- _Work instruction_
The listing below holds a line with "Query: wooden side board on dump bed" and a later line with "Query: blue truck cab". Write out those two lines and every line between them, exactly, and nothing else.

[Opening Extracted records section]

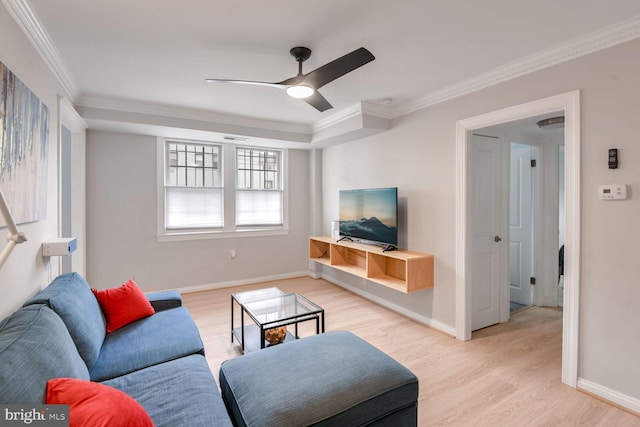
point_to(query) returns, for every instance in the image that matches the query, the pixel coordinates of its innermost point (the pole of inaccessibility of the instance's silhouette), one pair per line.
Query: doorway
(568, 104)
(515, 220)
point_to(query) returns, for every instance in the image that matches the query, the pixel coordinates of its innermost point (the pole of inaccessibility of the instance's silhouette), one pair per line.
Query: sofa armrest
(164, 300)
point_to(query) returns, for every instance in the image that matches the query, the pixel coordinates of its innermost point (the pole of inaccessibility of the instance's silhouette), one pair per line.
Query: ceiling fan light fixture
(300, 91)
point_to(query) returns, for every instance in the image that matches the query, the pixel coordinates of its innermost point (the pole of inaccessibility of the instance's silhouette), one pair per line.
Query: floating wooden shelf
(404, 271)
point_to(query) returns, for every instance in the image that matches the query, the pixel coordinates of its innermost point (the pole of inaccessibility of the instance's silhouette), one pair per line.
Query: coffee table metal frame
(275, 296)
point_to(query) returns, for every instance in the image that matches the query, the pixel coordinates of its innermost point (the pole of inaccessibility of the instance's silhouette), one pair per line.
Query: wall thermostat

[Closing Extracted records section]
[Opening Extracted records section]

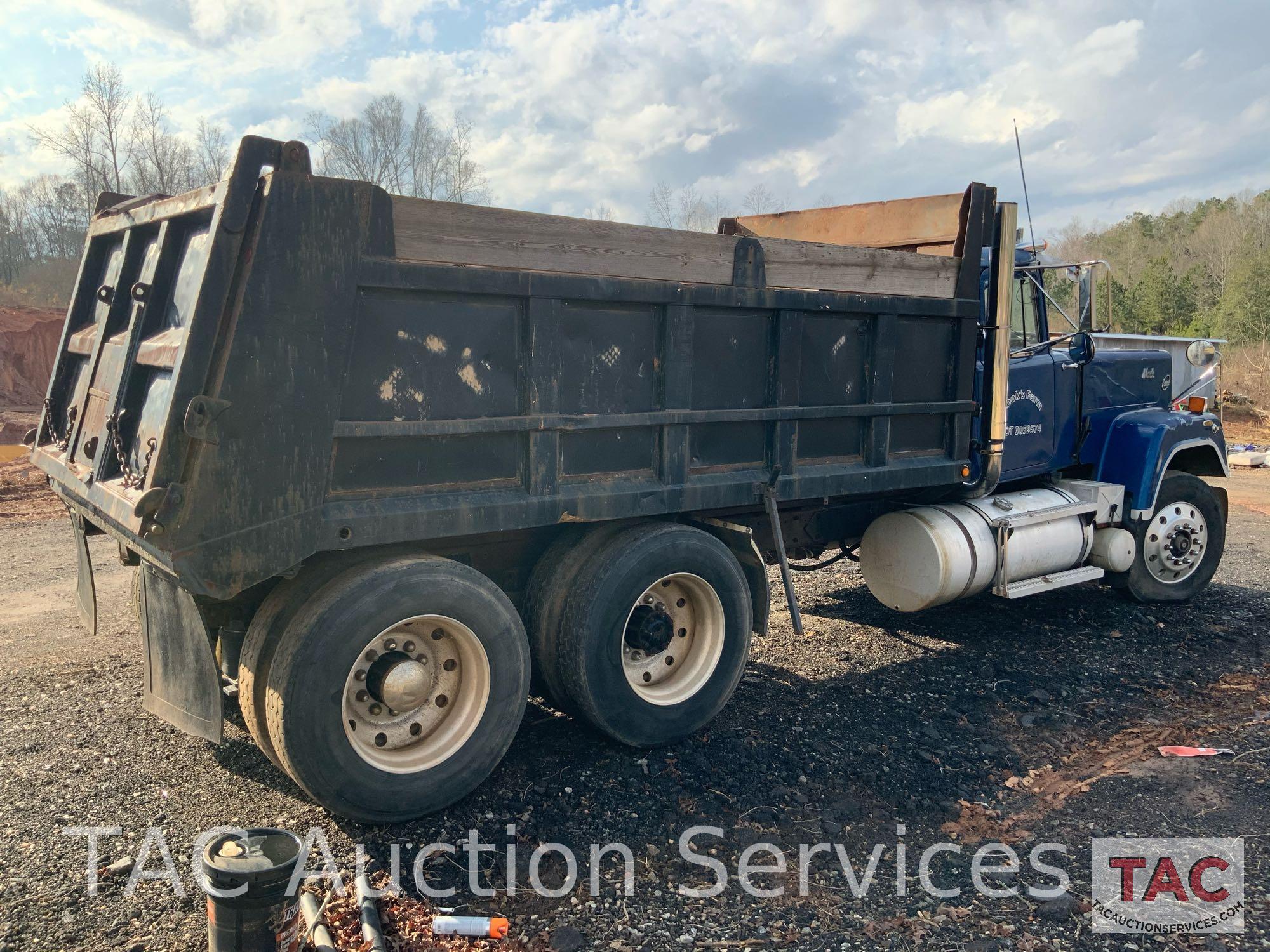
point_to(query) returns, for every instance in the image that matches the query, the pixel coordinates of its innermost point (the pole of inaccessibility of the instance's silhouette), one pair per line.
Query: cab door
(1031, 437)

[Closing Extracted records section]
[Opening Extracted records section]

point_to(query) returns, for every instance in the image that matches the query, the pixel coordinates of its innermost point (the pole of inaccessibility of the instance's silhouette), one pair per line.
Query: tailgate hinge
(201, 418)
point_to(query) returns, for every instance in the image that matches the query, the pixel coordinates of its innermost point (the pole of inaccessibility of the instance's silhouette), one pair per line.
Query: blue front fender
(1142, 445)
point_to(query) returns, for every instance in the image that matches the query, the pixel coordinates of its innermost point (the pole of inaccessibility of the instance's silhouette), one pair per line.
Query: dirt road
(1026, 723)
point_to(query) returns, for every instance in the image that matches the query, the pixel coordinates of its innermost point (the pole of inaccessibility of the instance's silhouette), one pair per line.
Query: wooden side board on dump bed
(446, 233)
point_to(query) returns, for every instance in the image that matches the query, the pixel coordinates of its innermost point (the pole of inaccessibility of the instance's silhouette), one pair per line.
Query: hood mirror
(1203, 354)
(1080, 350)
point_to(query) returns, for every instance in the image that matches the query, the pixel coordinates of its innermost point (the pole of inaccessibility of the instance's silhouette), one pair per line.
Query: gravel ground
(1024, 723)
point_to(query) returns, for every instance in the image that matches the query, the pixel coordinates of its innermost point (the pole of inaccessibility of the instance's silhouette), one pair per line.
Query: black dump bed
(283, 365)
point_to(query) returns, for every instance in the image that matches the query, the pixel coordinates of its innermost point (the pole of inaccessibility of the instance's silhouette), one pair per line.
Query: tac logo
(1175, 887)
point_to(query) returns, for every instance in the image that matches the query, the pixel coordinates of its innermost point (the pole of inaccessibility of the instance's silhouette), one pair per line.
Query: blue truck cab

[Closing Extracted records section]

- _Expected output_
Query: wooden side board on dump bed
(446, 233)
point_to(query) returns, for every instance in the image that matches the query, the pixel coordinates of its innermost point (the pole of inaccessibility of the instance's silhouette), one pair per line.
Query: hood mirror
(1203, 354)
(1080, 350)
point_to(query) returns, for every instance in the image that matches the query, the pixel coordinates of its innermost point (the pole of inaccessibility of the instance's silhouette), one pair per line.
Query: gravel ground
(1024, 723)
point_to(query) returns, for every instance in the image that matches the query, the pixel coordinates of its innermost point (the pole of inaccessibility of the instance's silhouette), one pair per line.
Query: black dump bed
(283, 365)
point_to(query) returns, for every instance in the image that matches the query, the pixel coordinates of its innermost point (the pole of inaccessibility of the instance's silhouette), one pair per line.
Query: tac logo
(1175, 887)
point_to(query) returns, for every instance in the image that matches the query, the pixel coordinates of its innermost point (the pole of inaccessibility of the instance's silhouette), one pair per line.
Query: blue truck cab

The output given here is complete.